### Records for the exercise
※

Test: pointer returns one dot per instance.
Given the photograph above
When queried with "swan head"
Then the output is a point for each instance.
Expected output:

※

### What you have to do
Could you rewrite all the records above with "Expected output" replaced by "Expected result" and everything else unchanged?

### The reply
Test: pointer returns one dot per instance.
Given the photograph above
When queried with "swan head"
Then the output is a point for each instance.
Expected result:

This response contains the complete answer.